▶ **Exercise directions**
Copy the data below word for word, beginning at its first line and stopping after the line that contains "Target: logo patch on jacket".

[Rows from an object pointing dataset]
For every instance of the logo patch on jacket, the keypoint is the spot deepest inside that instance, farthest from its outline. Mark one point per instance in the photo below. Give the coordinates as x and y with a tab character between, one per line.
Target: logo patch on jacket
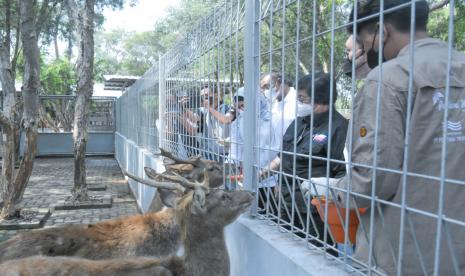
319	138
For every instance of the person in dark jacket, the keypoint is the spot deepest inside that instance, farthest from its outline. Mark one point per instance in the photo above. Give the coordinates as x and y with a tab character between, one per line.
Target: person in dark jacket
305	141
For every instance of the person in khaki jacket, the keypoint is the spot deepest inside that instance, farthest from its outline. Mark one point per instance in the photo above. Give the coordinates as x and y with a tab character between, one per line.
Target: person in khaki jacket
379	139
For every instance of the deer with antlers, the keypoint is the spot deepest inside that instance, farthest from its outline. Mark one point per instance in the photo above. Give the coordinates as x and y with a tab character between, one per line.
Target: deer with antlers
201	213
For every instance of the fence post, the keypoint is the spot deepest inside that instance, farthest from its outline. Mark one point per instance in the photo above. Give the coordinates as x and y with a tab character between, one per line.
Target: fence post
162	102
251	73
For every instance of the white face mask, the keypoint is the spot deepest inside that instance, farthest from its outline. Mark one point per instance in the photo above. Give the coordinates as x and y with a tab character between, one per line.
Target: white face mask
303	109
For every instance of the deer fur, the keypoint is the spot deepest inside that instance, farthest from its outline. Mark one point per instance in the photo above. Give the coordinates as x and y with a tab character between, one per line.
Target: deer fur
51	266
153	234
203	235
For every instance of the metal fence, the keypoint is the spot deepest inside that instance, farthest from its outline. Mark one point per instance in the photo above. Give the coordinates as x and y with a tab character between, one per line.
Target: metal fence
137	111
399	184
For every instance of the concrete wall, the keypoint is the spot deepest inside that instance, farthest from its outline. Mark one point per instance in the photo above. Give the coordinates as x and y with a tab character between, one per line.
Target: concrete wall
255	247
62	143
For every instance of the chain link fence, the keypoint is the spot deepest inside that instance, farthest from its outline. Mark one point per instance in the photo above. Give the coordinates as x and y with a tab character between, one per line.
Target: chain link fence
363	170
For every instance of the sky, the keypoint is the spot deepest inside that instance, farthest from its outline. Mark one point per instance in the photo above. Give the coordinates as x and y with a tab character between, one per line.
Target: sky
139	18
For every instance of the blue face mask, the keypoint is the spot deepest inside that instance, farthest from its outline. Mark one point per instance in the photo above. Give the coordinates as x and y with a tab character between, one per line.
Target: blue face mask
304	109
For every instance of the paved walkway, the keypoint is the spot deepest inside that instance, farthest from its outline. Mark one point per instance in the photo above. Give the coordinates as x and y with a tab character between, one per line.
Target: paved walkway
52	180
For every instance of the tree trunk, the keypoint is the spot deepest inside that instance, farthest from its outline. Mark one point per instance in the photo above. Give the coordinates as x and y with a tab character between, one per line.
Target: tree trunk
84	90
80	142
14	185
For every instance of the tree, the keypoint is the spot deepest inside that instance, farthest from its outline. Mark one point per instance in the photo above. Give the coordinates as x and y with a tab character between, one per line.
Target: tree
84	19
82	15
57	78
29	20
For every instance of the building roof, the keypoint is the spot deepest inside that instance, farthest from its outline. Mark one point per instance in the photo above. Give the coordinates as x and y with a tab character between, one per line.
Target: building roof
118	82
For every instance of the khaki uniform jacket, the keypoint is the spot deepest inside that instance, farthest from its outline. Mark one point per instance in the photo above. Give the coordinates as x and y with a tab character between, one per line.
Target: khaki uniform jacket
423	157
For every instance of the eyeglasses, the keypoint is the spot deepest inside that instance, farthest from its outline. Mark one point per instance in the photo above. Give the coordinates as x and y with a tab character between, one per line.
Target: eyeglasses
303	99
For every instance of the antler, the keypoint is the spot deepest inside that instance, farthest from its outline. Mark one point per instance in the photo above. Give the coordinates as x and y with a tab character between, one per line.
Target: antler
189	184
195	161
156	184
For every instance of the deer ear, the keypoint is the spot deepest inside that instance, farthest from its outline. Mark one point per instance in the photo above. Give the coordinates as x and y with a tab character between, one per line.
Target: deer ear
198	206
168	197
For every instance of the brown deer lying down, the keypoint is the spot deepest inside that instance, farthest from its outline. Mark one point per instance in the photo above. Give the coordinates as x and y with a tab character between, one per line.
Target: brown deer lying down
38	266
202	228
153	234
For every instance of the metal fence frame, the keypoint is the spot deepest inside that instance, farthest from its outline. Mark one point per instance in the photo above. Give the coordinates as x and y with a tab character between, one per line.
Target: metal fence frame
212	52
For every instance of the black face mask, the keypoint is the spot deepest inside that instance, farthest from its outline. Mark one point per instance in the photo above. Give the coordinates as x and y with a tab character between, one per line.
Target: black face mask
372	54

▶ **Result of the exercise**
For every instance of the logo patch on jacket, the keypoint is the spot deepest inside that instance, farthest from its outline. Mark one point per instance in the photo below. Give the coordinates as x and y with a tab character between, one per line.
Target: logo patch on jacket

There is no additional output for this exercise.